SET TASK ▸ Render everything from the line containing "Worksheet item 7: Locate every instance of the wing" down to the last of the lines below as a numbered list, leaving out any blank lines.

Collected data entries
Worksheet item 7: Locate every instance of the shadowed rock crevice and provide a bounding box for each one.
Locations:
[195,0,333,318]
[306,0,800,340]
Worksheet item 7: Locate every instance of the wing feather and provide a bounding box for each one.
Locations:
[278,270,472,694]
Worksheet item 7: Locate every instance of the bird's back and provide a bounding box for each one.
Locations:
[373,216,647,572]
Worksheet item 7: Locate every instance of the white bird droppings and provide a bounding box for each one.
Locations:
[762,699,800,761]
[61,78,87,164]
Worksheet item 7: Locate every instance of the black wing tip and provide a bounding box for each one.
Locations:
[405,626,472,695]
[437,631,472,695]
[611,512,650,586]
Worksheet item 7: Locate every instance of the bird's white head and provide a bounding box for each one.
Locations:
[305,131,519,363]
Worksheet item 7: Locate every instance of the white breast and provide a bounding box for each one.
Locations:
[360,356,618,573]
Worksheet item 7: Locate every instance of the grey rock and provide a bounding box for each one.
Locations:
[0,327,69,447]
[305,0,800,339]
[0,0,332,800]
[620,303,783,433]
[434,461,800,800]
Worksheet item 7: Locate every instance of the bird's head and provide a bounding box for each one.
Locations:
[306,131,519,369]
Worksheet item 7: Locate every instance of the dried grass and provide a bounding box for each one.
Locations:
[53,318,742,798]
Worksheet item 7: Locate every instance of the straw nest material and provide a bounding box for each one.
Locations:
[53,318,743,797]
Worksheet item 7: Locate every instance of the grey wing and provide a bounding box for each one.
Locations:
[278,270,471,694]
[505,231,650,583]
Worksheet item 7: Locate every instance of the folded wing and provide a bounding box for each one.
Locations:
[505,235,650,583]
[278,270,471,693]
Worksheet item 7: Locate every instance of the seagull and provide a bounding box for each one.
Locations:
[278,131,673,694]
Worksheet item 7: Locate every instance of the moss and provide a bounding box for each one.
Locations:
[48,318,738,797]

TASK SOLUTION ▸
1. Worksheet item 7: Locate every instance of the wing feather and provide a bounding box for each one.
2. Locations:
3. [278,270,472,694]
4. Worksheet item 7: Locate every instance of the bird's back and provide a bounding box for each one.
5. Locations:
6. [373,216,647,572]
7. Worksheet item 7: Locate every instance of the white bird droppings and provide a bounding box for each one.
8. Locations:
9. [762,699,800,761]
10. [61,78,87,164]
11. Worksheet item 7: Locate every instance of the black wing tip and provide a bounding box for each one.
12. Locations:
13. [405,626,472,695]
14. [437,631,472,695]
15. [611,512,650,586]
16. Worksheet item 7: Locate every instance of the bird's white head and provide a bounding box for each one.
17. Locations:
18. [305,131,519,363]
19. Worksheet item 7: Locate every instance of the white breast and provide a bounding box for each one.
20. Locations:
21. [360,356,618,573]
22. Worksheet item 7: Locate every instance of the grey rock and provide a bounding box for each one.
23. Locations:
24. [0,327,69,447]
25. [305,0,800,339]
26. [0,0,332,800]
27. [620,303,783,433]
28. [434,461,800,800]
29. Worksheet item 7: Locate every instance of the bird's head and provide a bounding box for each one.
30. Locations:
31. [306,131,519,369]
32. Worksheet item 7: Locate every instance of the dried grass and provide a bounding box for each one.
33. Locations:
34. [53,318,742,798]
35. Worksheet item 7: Locate every instance of the straw nest material and provide a bounding box for each one.
36. Locations:
37. [53,318,743,797]
38. Worksheet item 7: Locate every instance of the grey wing and provide a bounding box for each one.
39. Locations:
40. [278,270,471,694]
41. [505,231,650,583]
42. Worksheet item 7: Locate every instance of the folded wing and provide a bounding box for each one.
43. Locations:
44. [505,235,650,583]
45. [278,270,471,693]
46. Worksheet item 7: Locate every instance of the seagull and provide a bounding box for each one.
47. Locations:
48. [278,131,673,694]
49. Worksheet item 7: Locate every instance of the moss and provide a bounding box for each one.
50. Locations:
51. [48,318,738,797]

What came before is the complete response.